Problem to solve » Write the records below out again exactly as given, with no images.

>> begin Working data

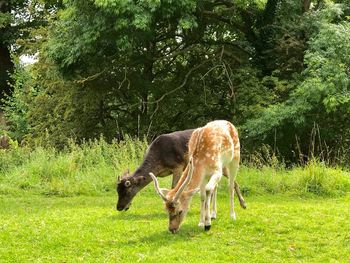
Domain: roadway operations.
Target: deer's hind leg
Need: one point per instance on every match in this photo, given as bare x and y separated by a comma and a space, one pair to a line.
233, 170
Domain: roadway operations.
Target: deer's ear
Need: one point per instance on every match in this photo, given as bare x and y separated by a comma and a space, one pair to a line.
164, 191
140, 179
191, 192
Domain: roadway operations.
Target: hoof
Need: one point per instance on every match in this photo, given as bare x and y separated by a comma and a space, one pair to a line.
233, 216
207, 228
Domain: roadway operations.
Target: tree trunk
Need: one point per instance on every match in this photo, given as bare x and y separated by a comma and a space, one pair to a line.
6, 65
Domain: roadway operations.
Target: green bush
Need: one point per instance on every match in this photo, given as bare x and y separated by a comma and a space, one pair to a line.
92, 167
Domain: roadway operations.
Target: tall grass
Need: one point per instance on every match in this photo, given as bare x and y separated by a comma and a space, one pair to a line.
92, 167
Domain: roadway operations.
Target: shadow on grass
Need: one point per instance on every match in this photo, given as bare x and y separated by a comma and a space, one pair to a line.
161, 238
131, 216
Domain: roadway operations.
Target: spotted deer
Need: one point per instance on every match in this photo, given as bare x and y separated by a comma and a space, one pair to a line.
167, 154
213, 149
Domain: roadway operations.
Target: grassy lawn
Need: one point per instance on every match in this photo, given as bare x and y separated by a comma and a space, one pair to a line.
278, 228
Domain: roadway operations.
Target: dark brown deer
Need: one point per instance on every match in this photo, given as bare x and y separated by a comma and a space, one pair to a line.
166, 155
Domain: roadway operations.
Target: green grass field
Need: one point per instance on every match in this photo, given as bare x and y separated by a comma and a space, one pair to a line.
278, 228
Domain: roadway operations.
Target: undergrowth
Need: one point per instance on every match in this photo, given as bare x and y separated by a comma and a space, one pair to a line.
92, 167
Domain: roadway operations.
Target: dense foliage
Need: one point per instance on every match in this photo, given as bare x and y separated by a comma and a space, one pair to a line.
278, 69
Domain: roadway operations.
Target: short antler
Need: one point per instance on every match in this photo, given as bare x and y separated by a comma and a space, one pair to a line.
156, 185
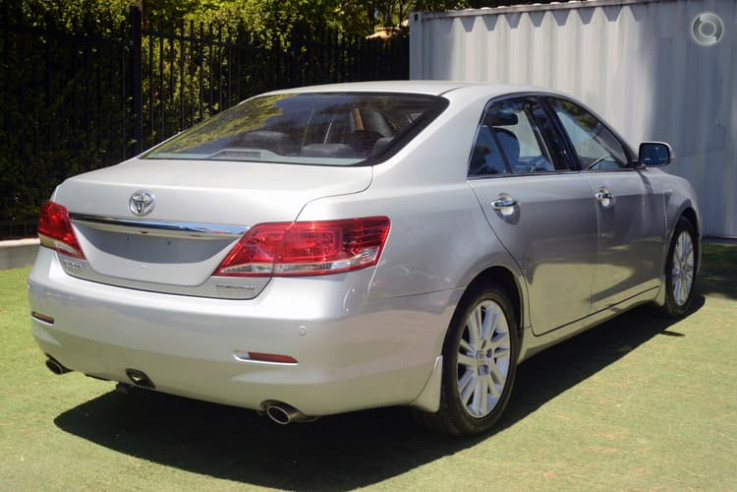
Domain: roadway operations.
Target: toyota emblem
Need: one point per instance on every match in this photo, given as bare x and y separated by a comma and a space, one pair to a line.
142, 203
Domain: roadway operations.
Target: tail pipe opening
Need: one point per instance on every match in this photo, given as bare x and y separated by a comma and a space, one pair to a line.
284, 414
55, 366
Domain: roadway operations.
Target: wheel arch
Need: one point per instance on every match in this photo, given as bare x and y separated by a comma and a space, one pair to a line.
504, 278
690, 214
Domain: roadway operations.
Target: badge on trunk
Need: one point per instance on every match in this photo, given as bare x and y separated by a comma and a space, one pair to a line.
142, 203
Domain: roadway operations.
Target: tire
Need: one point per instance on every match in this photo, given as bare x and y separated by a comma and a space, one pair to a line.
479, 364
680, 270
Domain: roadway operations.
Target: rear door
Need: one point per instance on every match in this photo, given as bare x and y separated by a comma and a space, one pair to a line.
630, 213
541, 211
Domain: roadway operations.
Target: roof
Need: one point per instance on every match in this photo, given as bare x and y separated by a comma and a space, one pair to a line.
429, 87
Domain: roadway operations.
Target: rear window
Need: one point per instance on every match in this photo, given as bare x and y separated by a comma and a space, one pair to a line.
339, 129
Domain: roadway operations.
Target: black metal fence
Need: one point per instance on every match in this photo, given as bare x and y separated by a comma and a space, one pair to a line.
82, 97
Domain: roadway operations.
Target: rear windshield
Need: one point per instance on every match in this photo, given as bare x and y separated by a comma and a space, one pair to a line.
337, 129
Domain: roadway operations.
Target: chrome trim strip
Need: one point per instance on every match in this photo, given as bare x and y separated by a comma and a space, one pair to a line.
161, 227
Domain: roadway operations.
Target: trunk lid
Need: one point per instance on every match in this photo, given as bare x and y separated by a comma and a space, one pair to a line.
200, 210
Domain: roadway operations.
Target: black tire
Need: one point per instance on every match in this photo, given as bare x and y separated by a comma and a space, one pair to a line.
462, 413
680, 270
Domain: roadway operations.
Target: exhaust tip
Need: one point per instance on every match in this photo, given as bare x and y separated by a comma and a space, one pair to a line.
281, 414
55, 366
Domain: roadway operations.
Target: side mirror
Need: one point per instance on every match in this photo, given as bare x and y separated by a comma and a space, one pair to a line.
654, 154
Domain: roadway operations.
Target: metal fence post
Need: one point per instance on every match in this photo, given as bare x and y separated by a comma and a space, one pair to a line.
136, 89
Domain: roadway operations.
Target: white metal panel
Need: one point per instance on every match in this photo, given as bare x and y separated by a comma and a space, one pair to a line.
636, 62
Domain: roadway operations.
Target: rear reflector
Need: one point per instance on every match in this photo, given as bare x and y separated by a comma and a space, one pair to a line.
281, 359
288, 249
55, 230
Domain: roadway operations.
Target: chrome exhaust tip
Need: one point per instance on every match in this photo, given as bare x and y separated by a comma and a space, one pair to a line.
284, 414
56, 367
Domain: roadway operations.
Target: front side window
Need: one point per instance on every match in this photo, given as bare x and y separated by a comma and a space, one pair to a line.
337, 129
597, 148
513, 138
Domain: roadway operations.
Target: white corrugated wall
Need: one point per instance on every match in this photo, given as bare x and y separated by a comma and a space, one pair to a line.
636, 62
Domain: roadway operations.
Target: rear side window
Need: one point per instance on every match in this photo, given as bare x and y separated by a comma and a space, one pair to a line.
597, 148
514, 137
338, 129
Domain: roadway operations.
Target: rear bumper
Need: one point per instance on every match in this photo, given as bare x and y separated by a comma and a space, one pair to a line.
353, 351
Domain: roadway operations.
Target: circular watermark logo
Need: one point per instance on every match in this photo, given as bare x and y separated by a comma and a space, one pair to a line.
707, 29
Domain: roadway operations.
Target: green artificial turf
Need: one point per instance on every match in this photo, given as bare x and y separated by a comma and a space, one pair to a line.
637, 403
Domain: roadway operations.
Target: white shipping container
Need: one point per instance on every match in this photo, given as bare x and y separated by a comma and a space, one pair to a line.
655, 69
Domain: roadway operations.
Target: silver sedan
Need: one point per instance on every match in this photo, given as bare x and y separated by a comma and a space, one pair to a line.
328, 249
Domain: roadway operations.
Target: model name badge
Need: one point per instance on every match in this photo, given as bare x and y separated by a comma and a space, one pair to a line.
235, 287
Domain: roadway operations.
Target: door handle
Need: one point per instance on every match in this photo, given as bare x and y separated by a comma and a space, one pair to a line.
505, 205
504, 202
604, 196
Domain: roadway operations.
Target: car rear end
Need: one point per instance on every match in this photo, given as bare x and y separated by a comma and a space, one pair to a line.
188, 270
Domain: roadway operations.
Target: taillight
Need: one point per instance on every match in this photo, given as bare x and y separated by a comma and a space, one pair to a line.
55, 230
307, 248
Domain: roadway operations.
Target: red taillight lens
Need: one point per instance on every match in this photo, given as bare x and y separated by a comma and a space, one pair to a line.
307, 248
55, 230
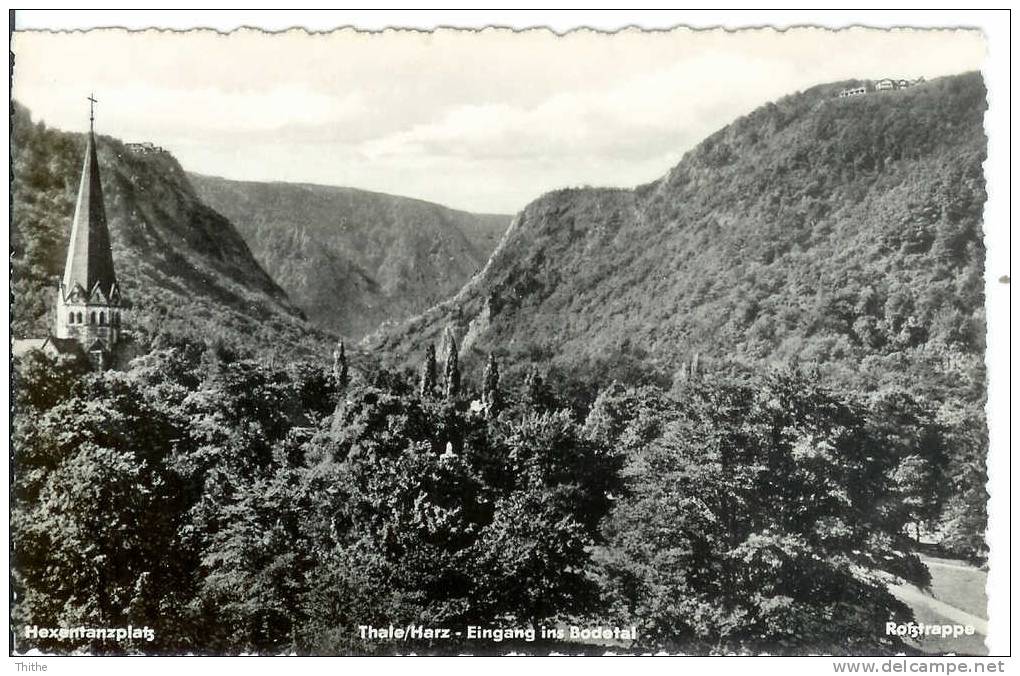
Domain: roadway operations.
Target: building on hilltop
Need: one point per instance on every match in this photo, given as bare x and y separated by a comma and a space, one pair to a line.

>> end Working data

Correct result »
Domain: roadway operations.
Target: deer's hind leg
Need: one point per instance on every match in this photo, given as bare x and y separated by a comma and a space, one pair to a line.
233, 170
Domain: roadway operations.
Target: deer's ear
Need: one point per instance on every match in this photo, given as bare x and y separated by a comma and a space, one pair to a line.
164, 191
140, 179
191, 192
Domain: roadway operations.
Target: hoof
Need: one point per instance on every match in this photo, given as bare x and y separated by a comma and a space, one pair to a line.
233, 216
207, 228
Domain: roadway operations.
Target: tree trunk
Need: one point per instance on every match in this photo, given as bare x and y separated by a comma and a space, one pair to a line.
6, 65
Domain: roadway operations.
Target: green bush
Need: one point per instance on every match in this photo, given as bare x and y separated by a comma and a space, one pair to a line.
92, 167
Domain: roadway operations.
Target: tall grass
Need: one point per instance on every match in this photo, given as bare x and y separated by a comma and a space, one pair to a line.
92, 167
Domain: roadway operations.
Target: shadow on grass
Need: one point per instance on every match in this photo, given as bare x and y separated by a comma and a space, one pair to a line.
161, 238
131, 216
Domain: roadway operations.
Target: spotted deer
Need: one point per instance on every match in this photo, given as bare x and y separated by a comma and a space, one pair to a line.
167, 154
213, 149
Domain: roadway operations.
Target: grassy lawn
Need: one point per instance on every match in this photo, given as bare x and y separated by a comma and a space, one pair to a line.
278, 228
Domain: roadway operations.
Target: dark brown deer
Need: one point per instance on every match in this photo, given as bare x and y separated by a comma and a space, one pair to a line.
166, 155
Domain: roadway operations.
Target: green grass field
Need: one point per instance on every match in this photo, given as bare x and y separated by a comma and a space, one pair to a line.
278, 228
Domain: roadway operations.
Target: undergrowth
Need: one point per instance on every match in this photo, given as bare x and y separated by a comma and a space, one pair to a line.
92, 167
Domain: roadway operations.
Target: dense foliage
Need: one point per instance on every match in this photo, given as bare x and y separated by a comma and a space, one pair to a line.
278, 69
Domain: roadway operations.
Target: short antler
Need: one point per instance on every match in this photo, given as bare x and y separated by a comma and a space, one pair to a line.
156, 185
Domain: roadway operations.
Target: toyota emblem
Need: one point per instance on every match in this photo, given as bare x and y separated by a comma and a space, one pair to a line.
142, 203
Domain: roadway operations.
Target: tail pipe opening
Need: one point per instance on every match in this photo, given as bare x and y separated by a comma and a space, one pair to a line.
284, 414
55, 366
Domain: roadway operations.
Target: wheel arch
Need: one point per instance on every match in this photo, given as bare x and y separated by a comma and a space, one pair to a line.
504, 278
690, 214
Domain: roadway operations.
Target: badge on trunk
Need: one point per instance on every match in this photo, given as bare x and y separated by a comma and a space, one pair to a line.
142, 203
Domain: roadway operations.
Target: tire
Need: one point per instance on every match in this photo, given as bare x and y separated by a comma and a space, one pair to a line.
479, 364
680, 270
Domain: roadway operations.
Target: rear door
Need: one point per instance on every match in this photo, given as bare x and y separated by a comma and a space, one pair to a line.
630, 213
541, 211
Domain: roadway operations.
Target: roof
Need: one point per instance on every match in this photo, given as bare x and y separated by a comma and a space, one pair to a line.
429, 87
Domain: roadway operations.
Target: rear window
Need: one point per instance on every match in this photo, given as bare x and y separated by a comma and a space, one pair to a line.
339, 129
Domain: roadway operations.
Target: black metal fence
Need: one point per instance on every match in this photo, given as bare x and y separated by a comma and a space, one pair to a line.
82, 97
Domain: roadway operations.
Target: rear windshield
Need: one point per instance on every match in this photo, given as bare x and y separated by a comma and a space, one pair to a line.
337, 129
Domain: roadway operations.
Target: chrome trim strip
Need: one point per instance on every match in this photo, given as bare x and y separated by a comma and a space, one pair to a line.
161, 227
Domain: roadway operations.
Target: trunk lid
Need: one point per instance on every match in this photo, given as bare x and y separated by a comma and a space, one pair to a line.
200, 210
Domain: roadway operations.
Target: black tire
Need: one point per instance on every match in this photo, given as bare x and y separated by a comma and a space, one pair to a line.
462, 413
680, 270
Domain: roadway operations.
Target: exhaust tip
Need: one point per instance on every match in this photo, given as bare x and y separated by a comma and a space, one pair to a line.
281, 414
55, 366
Domain: roadway operations.
Target: side mirror
Need: one point per instance on every match in this photo, given as bare x and y separated by a comma and a space, one pair to a line.
654, 154
Domain: roadway operations.
Target: metal fence post
Need: one point per instance on every match in this photo, given as bare x and y separated by a comma and a space, one pair to a line.
136, 89
Domain: roadway operations.
Target: white metal panel
Need: one point per instance on every match in this photo, given as bare x and y separated by a comma and a space, one pair to a line.
636, 62
Domain: roadway operations.
Target: rear reflector
Need: one point per instance on every match in this photo, given as bare x and y separated by a comma and a space, one pair to a line.
281, 359
288, 249
55, 230
Domain: roadway operations.
Target: chrome exhaust tip
Need: one point per instance on every match in this photo, given as bare x and y separated by a comma and a space, one pair to a line.
284, 414
56, 367
Domain: roadway operations.
Target: front side window
Need: one point per instance on every match in this photo, given as bare x and y separated by a comma and a space, one pair to a line.
337, 129
597, 148
513, 138
Domain: roadway operations.
Target: white corrugated wall
Need: one point per instance on every match in this photo, given as bare x and y separated by a comma and a space, one pair to a line.
636, 62
Domain: roadway operations.
Target: rear side window
Need: one point per instance on every match in this photo, given as bare x and y separated by a comma and a space, one pair to a line.
597, 148
514, 137
338, 129
Domain: roadway operations.
Target: rear bumper
Need: one point per instance on every match in this photo, given as bare x and y separated by a comma and a space, one pair to a line.
353, 351
Domain: roadway operations.
Target: circular watermark logo
Need: one point per instance on every match in this photo, given as bare x and y separated by a comma and a space, one pair to a line.
707, 29
Domain: roadway operations.
Target: green artificial turf
Need: one point per instance on every match in this photo, given as bare x and y separated by a comma and a space, one pair to a line.
637, 403
Domain: roadway operations.
Target: white shipping container
Need: one point per instance on every match in this photo, given as bare x and y separated by a comma and a space, one pair to a line.
655, 69
Domain: roadway operations.
Target: silver sedan
Need: one point per instance on every match in this photo, given as bare x and y separated by a comma and a space, one pair to a line.
328, 249
Domain: roadway operations.
Target: model name badge
Need: one point per instance on every match in this photo, given as bare x and y separated by a comma and a space, one pair to a line.
235, 287
Domain: roadway operations.
Target: door handle
Need: one point per instance on every match in this photo, given as bare x and y separated by a comma and a space, one pair to a line.
505, 205
504, 202
604, 196
Domain: roadway operations.
Target: car rear end
Need: one point per instance on every match in this photo, given as bare x and y separated by a comma and a space, one pair to a line.
188, 270
Domain: roadway operations.
Target: taillight
Need: one point per instance on every match in this photo, given as bare x and y separated by a comma and a space, one pair to a line.
55, 230
307, 248
Domain: roadway operations.
Target: red taillight lens
Need: one point per instance on every match in this photo, given as bare x and y separated by a comma and a space, one pair to a line.
307, 248
55, 230
Domain: roadway operations.
Target: building on hilltop
Need: one point per instance on every match in this photo, given as bare x and y separated by a comma and a space, one pair to a line.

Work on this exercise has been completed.